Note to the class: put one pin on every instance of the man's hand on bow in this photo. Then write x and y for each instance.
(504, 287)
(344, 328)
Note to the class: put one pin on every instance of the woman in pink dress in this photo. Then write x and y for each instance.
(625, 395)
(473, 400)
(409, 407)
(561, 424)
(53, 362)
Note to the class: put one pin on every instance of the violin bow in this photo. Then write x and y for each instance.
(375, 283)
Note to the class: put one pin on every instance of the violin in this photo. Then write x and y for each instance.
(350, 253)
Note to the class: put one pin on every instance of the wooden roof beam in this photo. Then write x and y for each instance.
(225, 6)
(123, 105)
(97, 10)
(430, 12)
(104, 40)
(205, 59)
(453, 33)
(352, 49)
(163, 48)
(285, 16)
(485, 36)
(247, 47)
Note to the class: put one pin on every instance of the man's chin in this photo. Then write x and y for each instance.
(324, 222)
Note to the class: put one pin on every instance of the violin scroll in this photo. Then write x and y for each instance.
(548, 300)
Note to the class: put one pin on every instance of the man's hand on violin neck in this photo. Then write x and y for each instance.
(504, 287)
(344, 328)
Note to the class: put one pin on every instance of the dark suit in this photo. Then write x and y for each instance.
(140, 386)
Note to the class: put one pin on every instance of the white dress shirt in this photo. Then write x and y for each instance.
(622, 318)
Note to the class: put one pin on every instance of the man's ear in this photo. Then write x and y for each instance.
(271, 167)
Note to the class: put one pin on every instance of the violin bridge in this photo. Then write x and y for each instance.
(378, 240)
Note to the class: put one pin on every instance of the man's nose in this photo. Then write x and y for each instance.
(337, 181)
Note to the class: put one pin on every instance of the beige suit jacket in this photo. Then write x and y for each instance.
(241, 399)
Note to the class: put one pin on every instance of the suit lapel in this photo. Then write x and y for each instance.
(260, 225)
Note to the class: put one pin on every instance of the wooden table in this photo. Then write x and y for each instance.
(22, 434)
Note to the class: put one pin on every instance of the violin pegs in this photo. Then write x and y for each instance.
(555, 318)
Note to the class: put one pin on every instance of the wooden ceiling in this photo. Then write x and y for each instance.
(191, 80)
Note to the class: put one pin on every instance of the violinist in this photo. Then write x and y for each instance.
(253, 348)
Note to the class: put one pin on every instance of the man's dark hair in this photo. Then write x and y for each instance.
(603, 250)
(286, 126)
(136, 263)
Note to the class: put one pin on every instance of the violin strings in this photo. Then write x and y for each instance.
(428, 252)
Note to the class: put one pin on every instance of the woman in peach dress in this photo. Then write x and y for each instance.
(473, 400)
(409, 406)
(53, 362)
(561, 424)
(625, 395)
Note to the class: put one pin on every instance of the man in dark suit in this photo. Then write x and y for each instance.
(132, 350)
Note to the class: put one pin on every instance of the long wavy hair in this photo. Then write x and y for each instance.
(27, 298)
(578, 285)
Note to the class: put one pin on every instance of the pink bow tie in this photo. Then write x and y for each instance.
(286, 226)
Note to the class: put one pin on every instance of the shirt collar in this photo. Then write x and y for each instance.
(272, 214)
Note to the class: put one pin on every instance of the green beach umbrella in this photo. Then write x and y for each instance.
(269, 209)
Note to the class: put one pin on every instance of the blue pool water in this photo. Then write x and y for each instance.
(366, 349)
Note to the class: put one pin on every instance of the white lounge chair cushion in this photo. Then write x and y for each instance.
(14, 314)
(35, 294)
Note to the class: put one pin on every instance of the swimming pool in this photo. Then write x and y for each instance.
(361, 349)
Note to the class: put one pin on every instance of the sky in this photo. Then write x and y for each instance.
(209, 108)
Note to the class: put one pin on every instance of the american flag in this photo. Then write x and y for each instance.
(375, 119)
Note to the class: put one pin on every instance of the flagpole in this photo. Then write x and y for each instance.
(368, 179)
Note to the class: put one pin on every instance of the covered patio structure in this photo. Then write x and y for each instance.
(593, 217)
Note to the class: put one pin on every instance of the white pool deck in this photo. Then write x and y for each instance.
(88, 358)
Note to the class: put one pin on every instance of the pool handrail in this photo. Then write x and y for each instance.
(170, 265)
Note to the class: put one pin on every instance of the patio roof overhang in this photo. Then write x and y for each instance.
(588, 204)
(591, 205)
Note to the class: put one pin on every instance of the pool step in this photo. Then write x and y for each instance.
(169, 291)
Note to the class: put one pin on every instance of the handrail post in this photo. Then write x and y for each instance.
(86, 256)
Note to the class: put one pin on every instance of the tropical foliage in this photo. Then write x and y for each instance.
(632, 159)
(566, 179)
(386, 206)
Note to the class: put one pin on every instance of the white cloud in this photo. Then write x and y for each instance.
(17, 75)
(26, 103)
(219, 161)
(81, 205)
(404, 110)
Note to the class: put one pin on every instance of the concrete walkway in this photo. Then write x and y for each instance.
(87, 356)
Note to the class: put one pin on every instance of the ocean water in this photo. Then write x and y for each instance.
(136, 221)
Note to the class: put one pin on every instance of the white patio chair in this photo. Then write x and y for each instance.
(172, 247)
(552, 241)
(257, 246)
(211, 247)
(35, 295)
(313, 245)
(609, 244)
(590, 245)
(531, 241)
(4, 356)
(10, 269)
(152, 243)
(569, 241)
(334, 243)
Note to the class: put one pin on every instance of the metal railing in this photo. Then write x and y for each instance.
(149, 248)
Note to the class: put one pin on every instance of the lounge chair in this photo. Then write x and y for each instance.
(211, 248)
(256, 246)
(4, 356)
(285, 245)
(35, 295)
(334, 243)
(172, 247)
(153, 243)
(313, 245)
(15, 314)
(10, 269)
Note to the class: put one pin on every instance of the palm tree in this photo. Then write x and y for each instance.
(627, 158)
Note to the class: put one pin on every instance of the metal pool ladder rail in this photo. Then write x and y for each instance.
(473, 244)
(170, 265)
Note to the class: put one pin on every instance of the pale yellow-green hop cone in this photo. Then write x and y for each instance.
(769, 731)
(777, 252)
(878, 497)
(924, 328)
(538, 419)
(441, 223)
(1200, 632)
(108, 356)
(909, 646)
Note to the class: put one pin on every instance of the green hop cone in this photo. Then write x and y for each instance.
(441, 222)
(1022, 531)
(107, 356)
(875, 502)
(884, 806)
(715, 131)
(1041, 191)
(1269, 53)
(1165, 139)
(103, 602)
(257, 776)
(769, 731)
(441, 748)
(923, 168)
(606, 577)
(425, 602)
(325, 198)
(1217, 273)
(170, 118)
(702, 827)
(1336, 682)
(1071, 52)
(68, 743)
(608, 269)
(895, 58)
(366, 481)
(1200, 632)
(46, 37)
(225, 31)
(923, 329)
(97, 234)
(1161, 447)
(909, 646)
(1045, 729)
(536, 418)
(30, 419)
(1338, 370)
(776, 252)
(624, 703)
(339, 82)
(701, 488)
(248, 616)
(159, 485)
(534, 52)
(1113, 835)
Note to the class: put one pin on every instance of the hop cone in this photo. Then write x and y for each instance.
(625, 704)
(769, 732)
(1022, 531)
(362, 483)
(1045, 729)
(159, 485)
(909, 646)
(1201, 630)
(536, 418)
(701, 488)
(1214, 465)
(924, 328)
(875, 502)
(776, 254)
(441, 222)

----------

Reproduce the material above without altering a single character.

▸ **Problem solution**
Note to the class: put one pin on every instance of the man's hand on bow in this photo. Then write x and y for each instance.
(504, 287)
(344, 328)
Note to the class: put one pin on every instance of the woman in pink dress in this photo. Then write x and y for each instance.
(625, 395)
(473, 400)
(409, 407)
(561, 424)
(53, 362)
Note to the class: put one pin on every instance of the violin bow in this photo. Then write x and y for each instance.
(375, 283)
Note to the class: put one pin on every instance of the violin in this photo. Then write x and y for each instance.
(350, 253)
Note to the class: put one pin on every instance of the wooden roof beam in this photo. Then write x and y for each instance.
(225, 6)
(123, 105)
(97, 10)
(430, 12)
(104, 40)
(205, 59)
(453, 33)
(352, 49)
(163, 48)
(285, 16)
(485, 36)
(247, 47)
Note to the class: put one pin on every instance of the man's chin in this photo. Then write x and y for each instance.
(324, 222)
Note to the class: put one pin on every instance of the violin scroll in this photo. Then write x and y for each instance.
(548, 300)
Note to the class: put one pin on every instance of the man's hand on violin neck in this photo. Then write x and y for each instance.
(504, 287)
(344, 328)
Note to the class: put one pin on every instance of the dark suit in this photo. Then write x and y for each instance.
(140, 386)
Note to the class: put one pin on every instance of the white dress shirt in this photo. Then write x and y for each instance.
(622, 318)
Note to the class: put one pin on every instance of the man's ear in this photo. Then write x and y for each instance.
(271, 167)
Note to the class: put one pin on every instance of the violin bridge in this photo. Then write x and y for each instance.
(378, 240)
Note to the class: put one pin on every instance of the man's nose in this photo. Then write x and y for each instance.
(337, 181)
Note to the class: put one pin on every instance of the beige suit jacket in this photo. Then write x and y for each instance.
(241, 399)
Note to the class: put one pin on every instance of the suit lapel in this photo. Then write x and y for each instance.
(260, 225)
Note to the class: put one pin on every instance of the wooden table in this photo. Then write x and y for each instance.
(22, 434)
Note to the class: put one pin on every instance of the violin pegs in this photo. Then write x and y for each instance.
(555, 318)
Note to the class: put one pin on every instance of the wooden ceiling in this photo. Then write x and y for each instance.
(191, 80)
Note to the class: put one pin on every instance of the violinist in this photo. Then write x and y for each instance.
(253, 348)
Note to the class: put one pin on every instance of the man's dark hair in this photo. Then write x and y for each instance.
(603, 250)
(286, 126)
(136, 263)
Note to the class: put one pin on every instance of the violin strings in this photo. Then write x and y for each instance.
(428, 252)
Note to the class: put one pin on every instance of the woman in peach dress in this photo. Then write x and y for each instance.
(473, 400)
(409, 406)
(53, 362)
(561, 424)
(625, 395)
Note to the class: put one pin on every instance of the man in dark suit in this photo. Then write x and y for each instance.
(132, 350)
Note to the class: put one pin on every instance of the long wavy hair in this photo. Then write x and y for each instance.
(27, 298)
(578, 285)
Note to the class: put one pin on every instance of the pink bow tie in this photo. Then write x and y for each instance.
(286, 226)
Note to the class: put one pin on every instance of the shirt collar in this photo. Then write x and y for each instance.
(272, 214)
Note to the class: put one pin on every instance of the green beach umbrella in this photo. Then write x and y for each instance.
(269, 209)
Note to the class: put one pin on every instance of the blue pool water in this photo. Then write x and y for each instance.
(366, 349)
Note to the class: put one pin on every instance of the white lounge chair cushion in this photo. Then write x and y for each instance.
(14, 314)
(35, 294)
Note to the class: put one pin on every instance of the swimming pool in this photo. Then write x and y for each instance.
(361, 349)
Note to the class: put one pin on every instance of the sky in this photo. Then write x and y for each instance.
(209, 108)
Note to the class: put one pin on every instance of the american flag in this photo. Then write x and y for each instance.
(375, 119)
Note to the class: put one pin on every instance of the flagpole in this photo. Then write x and y for each instance.
(368, 179)
Note to the class: put one pin on every instance of the covered patio structure in this photo. Then write x and y for each instance.
(593, 217)
Note to the class: put one pin on every instance of the white pool deck in this photo. Then write x and y for each instance.
(88, 358)
Note to the class: put one pin on every instance of the pool handrail in this photo. Then write x and y for each instance.
(170, 265)
Note to the class: put one pin on every instance of the patio roof overhang in this photo. Then write x and y for each instance.
(588, 204)
(591, 205)
Note to the class: put one pin on every instance of the pool step in this photo. Then write x and y for each instance.
(169, 291)
Note to the class: put one pin on every instance of the handrail post in this photo. Then write x and y for each instance.
(86, 256)
Note to the class: put one pin on every instance of the tropical foliage in this photo. Then write x and y for each instance.
(632, 159)
(566, 179)
(386, 206)
Note to the class: put one pin on every instance of the white cloud in this photo. Then write x and y for each instance.
(17, 75)
(26, 103)
(219, 161)
(81, 205)
(404, 110)
Note to the class: put one pin on every instance of the concrete walkway in this photo. Then write x and y for each instance.
(87, 356)
Note to the class: put one pin on every instance of the ocean water in this photo. Then write x and y for each instance.
(136, 221)
Note to the class: put one pin on every instance of the white patio chair in this photo. Then write x and y for each instance.
(172, 247)
(552, 241)
(257, 246)
(211, 247)
(35, 295)
(313, 245)
(609, 244)
(590, 245)
(531, 241)
(4, 356)
(10, 269)
(152, 243)
(569, 241)
(334, 243)
Note to the class: put one pin on every instance of the metal railing in this photo. Then write x and y for each instance.
(149, 248)
Note to the class: put one pin on every instance of the lounge chair in this photo. Then write x and y for each instance.
(211, 248)
(256, 246)
(4, 356)
(285, 245)
(35, 295)
(334, 243)
(172, 247)
(153, 243)
(313, 245)
(15, 314)
(10, 269)
Note to the class: put one pin on every instance of the palm tree in this photo. Then write x and y for each instance.
(627, 158)
Note to the class: put one pin on every instance of the metal pool ladder rail in this photo. Then write x and y for each instance.
(473, 244)
(170, 265)
Note to the class: put one pin on every instance of the pale yellow-green hop cone in this photo. Then write x and y for each instance.
(769, 731)
(777, 252)
(878, 497)
(924, 328)
(538, 419)
(441, 223)
(1200, 632)
(108, 356)
(909, 646)
Note to the class: put one pin on every instance of the green hop cone in this photo. Then write x and y for each instance.
(441, 222)
(1022, 531)
(107, 356)
(875, 502)
(884, 806)
(715, 131)
(1041, 191)
(1269, 53)
(1165, 139)
(103, 602)
(257, 776)
(769, 731)
(441, 748)
(923, 168)
(606, 577)
(425, 602)
(325, 198)
(1217, 273)
(170, 118)
(702, 827)
(1336, 682)
(1071, 52)
(68, 743)
(608, 269)
(895, 58)
(366, 481)
(1200, 632)
(46, 37)
(225, 31)
(923, 329)
(97, 234)
(1161, 447)
(909, 646)
(1045, 729)
(536, 418)
(30, 419)
(1338, 370)
(776, 252)
(624, 703)
(339, 82)
(701, 488)
(248, 616)
(159, 485)
(534, 52)
(1113, 835)
Note to the class: put one pin on every instance of the hop cone in this photo. Then write x and y for each instance.
(625, 704)
(769, 732)
(1022, 531)
(362, 483)
(1045, 729)
(159, 485)
(909, 646)
(1201, 630)
(536, 418)
(701, 488)
(1214, 465)
(924, 328)
(875, 502)
(776, 254)
(441, 222)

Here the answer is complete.